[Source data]
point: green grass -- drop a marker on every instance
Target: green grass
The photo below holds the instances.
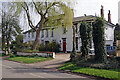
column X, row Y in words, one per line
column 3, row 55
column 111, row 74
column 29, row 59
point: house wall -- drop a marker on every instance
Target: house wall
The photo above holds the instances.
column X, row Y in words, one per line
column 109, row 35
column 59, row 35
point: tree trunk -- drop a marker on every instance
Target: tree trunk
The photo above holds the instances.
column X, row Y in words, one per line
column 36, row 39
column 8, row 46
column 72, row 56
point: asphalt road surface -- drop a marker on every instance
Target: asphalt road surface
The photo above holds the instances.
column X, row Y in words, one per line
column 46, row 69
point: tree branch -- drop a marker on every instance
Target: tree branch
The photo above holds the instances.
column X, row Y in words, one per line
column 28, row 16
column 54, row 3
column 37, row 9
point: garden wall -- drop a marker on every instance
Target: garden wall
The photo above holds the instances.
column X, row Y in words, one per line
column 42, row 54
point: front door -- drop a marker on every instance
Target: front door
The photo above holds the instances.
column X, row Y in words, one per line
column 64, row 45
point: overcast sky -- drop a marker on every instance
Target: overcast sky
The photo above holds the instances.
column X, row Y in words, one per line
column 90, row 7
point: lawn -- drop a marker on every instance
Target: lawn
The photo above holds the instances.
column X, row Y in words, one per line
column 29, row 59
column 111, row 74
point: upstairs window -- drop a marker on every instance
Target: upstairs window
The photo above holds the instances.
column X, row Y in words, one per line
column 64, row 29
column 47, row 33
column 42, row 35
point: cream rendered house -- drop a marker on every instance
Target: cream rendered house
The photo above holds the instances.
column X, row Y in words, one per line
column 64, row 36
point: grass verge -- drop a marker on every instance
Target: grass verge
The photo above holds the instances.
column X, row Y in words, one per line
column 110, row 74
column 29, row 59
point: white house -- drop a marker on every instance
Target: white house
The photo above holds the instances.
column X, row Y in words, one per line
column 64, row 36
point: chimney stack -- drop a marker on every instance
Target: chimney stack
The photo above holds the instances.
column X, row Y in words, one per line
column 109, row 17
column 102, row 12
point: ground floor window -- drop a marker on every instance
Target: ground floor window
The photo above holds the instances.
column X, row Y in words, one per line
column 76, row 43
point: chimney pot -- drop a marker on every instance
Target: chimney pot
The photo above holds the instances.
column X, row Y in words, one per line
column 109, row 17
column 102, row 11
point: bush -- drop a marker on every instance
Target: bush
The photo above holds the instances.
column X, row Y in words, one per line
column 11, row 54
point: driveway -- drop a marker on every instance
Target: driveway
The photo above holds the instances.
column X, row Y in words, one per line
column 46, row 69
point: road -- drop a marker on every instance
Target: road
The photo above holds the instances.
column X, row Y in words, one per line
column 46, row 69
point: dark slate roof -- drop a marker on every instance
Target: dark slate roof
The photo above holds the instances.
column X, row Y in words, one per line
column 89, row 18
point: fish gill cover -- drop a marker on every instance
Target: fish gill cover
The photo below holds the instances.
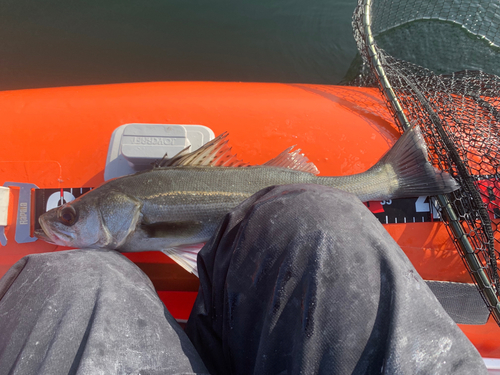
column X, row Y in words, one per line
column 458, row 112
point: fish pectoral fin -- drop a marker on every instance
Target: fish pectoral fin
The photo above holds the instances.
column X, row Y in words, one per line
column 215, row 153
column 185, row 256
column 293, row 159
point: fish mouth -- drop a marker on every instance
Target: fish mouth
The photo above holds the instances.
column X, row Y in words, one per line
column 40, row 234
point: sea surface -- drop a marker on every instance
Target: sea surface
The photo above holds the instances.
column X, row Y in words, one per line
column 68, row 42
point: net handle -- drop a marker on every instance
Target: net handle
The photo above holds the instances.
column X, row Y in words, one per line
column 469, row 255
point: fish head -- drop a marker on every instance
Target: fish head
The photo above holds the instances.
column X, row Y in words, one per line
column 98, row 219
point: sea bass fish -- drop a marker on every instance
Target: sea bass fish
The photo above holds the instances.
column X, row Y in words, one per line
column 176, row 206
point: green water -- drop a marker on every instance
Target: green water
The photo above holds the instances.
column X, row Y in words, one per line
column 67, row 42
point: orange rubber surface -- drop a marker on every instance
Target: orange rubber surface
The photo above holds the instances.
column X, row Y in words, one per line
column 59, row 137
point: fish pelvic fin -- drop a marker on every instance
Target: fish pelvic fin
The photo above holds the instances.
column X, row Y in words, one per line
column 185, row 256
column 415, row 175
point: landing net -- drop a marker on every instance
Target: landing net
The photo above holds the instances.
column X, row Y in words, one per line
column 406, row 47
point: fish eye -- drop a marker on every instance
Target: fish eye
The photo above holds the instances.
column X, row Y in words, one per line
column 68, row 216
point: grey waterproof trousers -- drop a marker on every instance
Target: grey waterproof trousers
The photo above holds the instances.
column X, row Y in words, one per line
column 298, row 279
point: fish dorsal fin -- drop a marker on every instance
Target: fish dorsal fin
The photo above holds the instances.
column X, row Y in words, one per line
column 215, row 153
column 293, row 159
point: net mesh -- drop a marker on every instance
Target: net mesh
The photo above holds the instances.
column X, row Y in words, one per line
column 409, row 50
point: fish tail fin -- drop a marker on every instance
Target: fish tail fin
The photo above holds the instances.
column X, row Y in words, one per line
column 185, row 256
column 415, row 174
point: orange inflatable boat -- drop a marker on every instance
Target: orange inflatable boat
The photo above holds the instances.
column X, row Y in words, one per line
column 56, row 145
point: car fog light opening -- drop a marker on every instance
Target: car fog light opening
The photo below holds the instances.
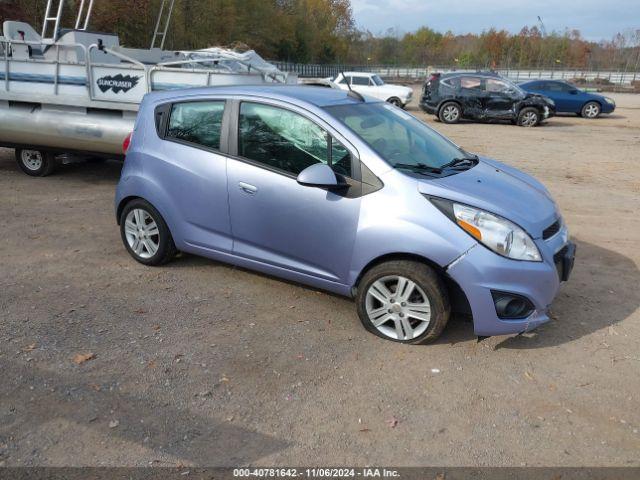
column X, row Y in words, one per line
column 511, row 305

Instructions to follow |
Collect the lines of the records that include the string "lawn".

Result for this exercise |
point: lawn -- drop a marker on every instance
Target: lawn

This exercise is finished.